Quoted passage →
When you're trying to be in the moment, analytical thought is the enemy. You're putting a layer between you and the experience. Just... be there.
It's hard for me, too, especially since our mutual college friend taught me to think analytically about nearly everything. But I've gotten better at it.
Mind you, analytical thought is a wonderful tool for most things. But not for directly experiencing life. There, you don't want distance or objectivism. You just want to be as present as you can be.
Living in the present as much as possible is wise anyway, since linear time is almost certainly an illusion created by our own narrow band of perception and the extremely slow speed of the organic equipment we use to process perceptions with.
This, from a man, I've personally caught sitting back with a slight grin spread across his face, not saying anything, sucking it all into his own little snow globe. And more than once, too. So don't you believe him!
I wish I did it more. Especially, as it regards my girls. You get so caught up in getting on with the business of living, that you don't remember how cute they looked with a scraped knee and a Sunday dress. Or you do, but it's sooooo much harder to recollect than you ever thought it'd be.
I'm not nearly as good at appreciating things in the moment as I'd like to be. It would seem to me that a writer would be most attuned to just such behavior. Filing it away for the future.
Thanks for sharing a very poignant post.
I analyzed my first sexual experience into numbness. (Is this what it should feel like? Should there be more? Is my motion right? Do I need to grab onto something?) I've learned since then. Looking for another snow globe? "Slava's Snowshoe." It was BMG kicked up a notch.
pote: I don't think I had time to analyze my first sexual experience, as it was over so fast (not talking about you, Handsome, so don't pout)
SF: Yeah, every once in a while you look back and wish you'd spent more time there (or whatever we are able to do with our organic matter). Thanks for the comment.
Handsome: What can I say? I was already hard-wired when we met. And it's genetic. My uncle, a novelist, suffered from the same disease. We had whole conversations without talking.
Mmm, ok, I see another blog post coming up.

Dataset extract →
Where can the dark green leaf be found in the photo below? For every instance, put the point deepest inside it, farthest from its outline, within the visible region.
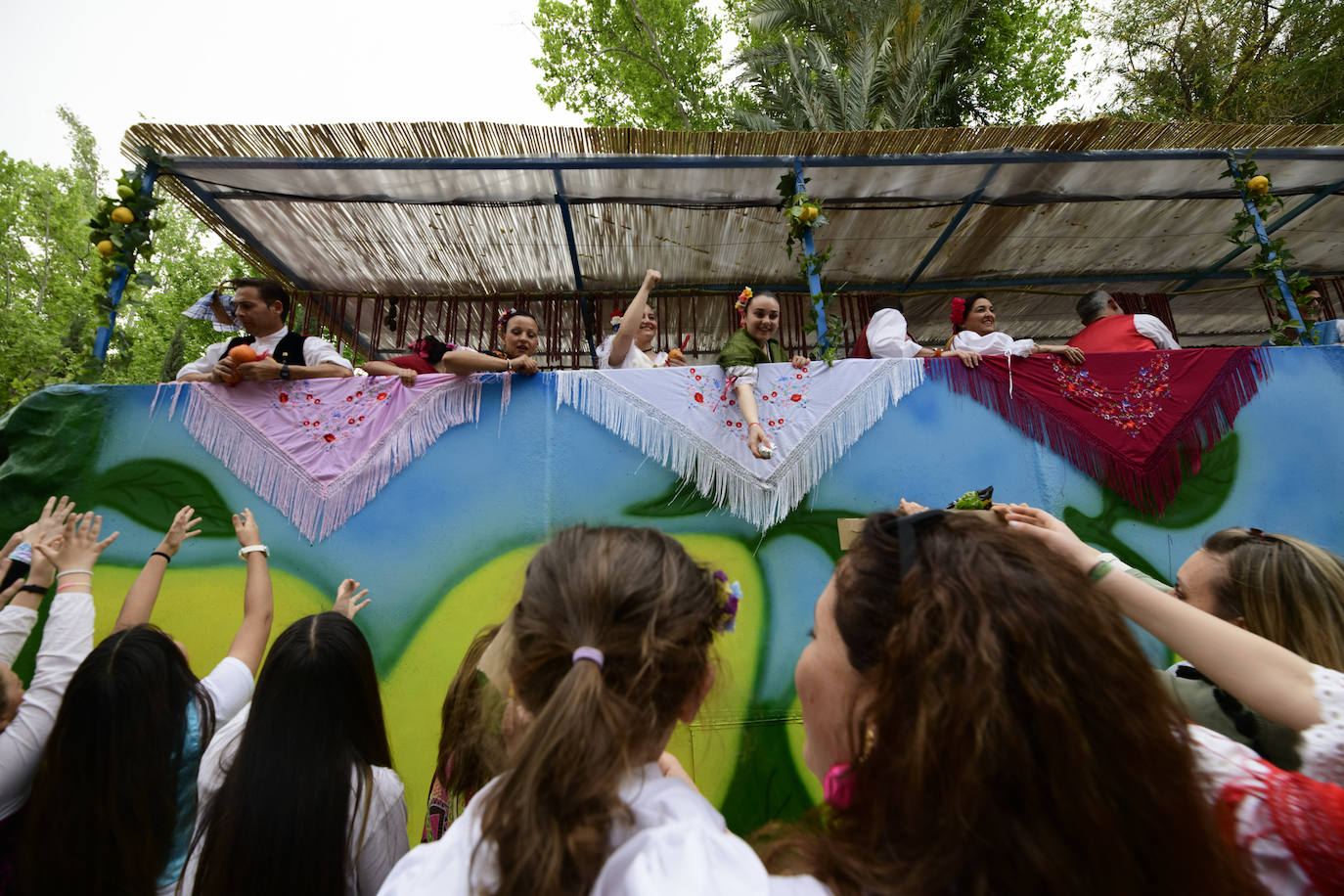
(151, 490)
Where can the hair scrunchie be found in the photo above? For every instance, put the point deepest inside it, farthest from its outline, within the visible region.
(959, 312)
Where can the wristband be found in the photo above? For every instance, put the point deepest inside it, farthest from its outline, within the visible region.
(252, 548)
(1106, 563)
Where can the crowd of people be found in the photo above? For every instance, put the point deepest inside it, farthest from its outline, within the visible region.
(977, 712)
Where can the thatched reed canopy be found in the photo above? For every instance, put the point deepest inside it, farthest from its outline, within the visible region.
(1034, 215)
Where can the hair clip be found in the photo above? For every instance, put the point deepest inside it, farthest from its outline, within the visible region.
(959, 312)
(743, 299)
(730, 596)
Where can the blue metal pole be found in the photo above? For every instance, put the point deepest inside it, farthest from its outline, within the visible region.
(813, 278)
(1285, 291)
(121, 274)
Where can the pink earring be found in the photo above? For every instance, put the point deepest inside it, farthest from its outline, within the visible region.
(837, 786)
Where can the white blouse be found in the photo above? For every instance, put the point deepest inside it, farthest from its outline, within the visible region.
(635, 359)
(1224, 762)
(678, 844)
(383, 824)
(887, 334)
(994, 342)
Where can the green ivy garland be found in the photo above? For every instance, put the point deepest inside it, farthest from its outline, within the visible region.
(122, 230)
(1256, 187)
(804, 214)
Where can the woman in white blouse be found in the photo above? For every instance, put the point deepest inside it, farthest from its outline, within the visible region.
(631, 347)
(973, 323)
(297, 792)
(1289, 827)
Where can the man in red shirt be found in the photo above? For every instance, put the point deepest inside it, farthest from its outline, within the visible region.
(1109, 330)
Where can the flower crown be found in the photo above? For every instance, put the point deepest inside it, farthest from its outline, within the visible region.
(959, 312)
(729, 598)
(743, 299)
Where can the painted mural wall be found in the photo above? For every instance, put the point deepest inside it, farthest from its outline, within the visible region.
(444, 546)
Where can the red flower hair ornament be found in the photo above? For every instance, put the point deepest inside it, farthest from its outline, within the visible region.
(959, 312)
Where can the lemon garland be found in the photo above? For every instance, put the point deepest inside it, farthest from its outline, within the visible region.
(122, 229)
(1256, 188)
(804, 214)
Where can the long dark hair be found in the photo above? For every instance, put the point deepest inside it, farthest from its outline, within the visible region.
(1019, 740)
(281, 821)
(470, 751)
(104, 801)
(635, 596)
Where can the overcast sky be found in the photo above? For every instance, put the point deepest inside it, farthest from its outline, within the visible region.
(259, 62)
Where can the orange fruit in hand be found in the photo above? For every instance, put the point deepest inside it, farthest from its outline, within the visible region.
(244, 353)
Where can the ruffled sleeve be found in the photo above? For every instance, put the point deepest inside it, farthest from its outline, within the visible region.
(1322, 745)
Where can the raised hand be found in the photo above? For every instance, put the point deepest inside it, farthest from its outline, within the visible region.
(245, 527)
(348, 600)
(50, 521)
(183, 527)
(79, 546)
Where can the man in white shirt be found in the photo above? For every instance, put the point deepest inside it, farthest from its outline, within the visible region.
(1106, 328)
(261, 306)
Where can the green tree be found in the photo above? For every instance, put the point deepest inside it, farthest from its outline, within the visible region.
(648, 64)
(51, 293)
(852, 65)
(1229, 61)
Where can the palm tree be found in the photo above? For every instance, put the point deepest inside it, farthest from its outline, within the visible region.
(852, 65)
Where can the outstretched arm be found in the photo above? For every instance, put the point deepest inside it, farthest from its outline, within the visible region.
(144, 591)
(624, 337)
(250, 643)
(1269, 679)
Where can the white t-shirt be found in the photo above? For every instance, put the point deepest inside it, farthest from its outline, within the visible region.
(678, 844)
(887, 334)
(383, 827)
(316, 351)
(635, 359)
(994, 342)
(67, 641)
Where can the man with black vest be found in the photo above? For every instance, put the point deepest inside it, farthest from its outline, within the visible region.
(261, 306)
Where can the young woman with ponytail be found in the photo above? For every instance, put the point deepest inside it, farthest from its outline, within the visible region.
(611, 641)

Work request A →
Answer these about the comment thread on living in the moment:
(i) What two things does the thread say create the illusion of linear time?
(ii) What did one commenter analyze "into numbness"?
(iii) Which relative, described as a novelist, "suffered from the same disease"?
Work request B → In the comment thread on living in the moment, how would you restate the paragraph beginning "I wish I did it more." in fewer words while keeping its main facts?
Work request C → Transcribe the comment thread on living in the moment word for word, from "I wish I did" to "thought it'd be.".

Worked solution A →
(i) Our own narrow band of perception and the extremely slow speed of the organic equipment we use to process perceptions.
(ii) Their first sexual experience.
(iii) An uncle.

Worked solution B → I wish I did it more, especially with my girls. Caught up in the business of living, you forget how cute they looked with a scraped knee and a Sunday dress, or find it far harder to recall than you expected.

Worked solution C →
I wish I did it more. Especially, as it regards my girls. You get so caught up in getting on with the business of living, that you don't remember how cute they looked with a scraped knee and a Sunday dress. Or you do, but it's sooooo much harder to recollect than you ever thought it'd be.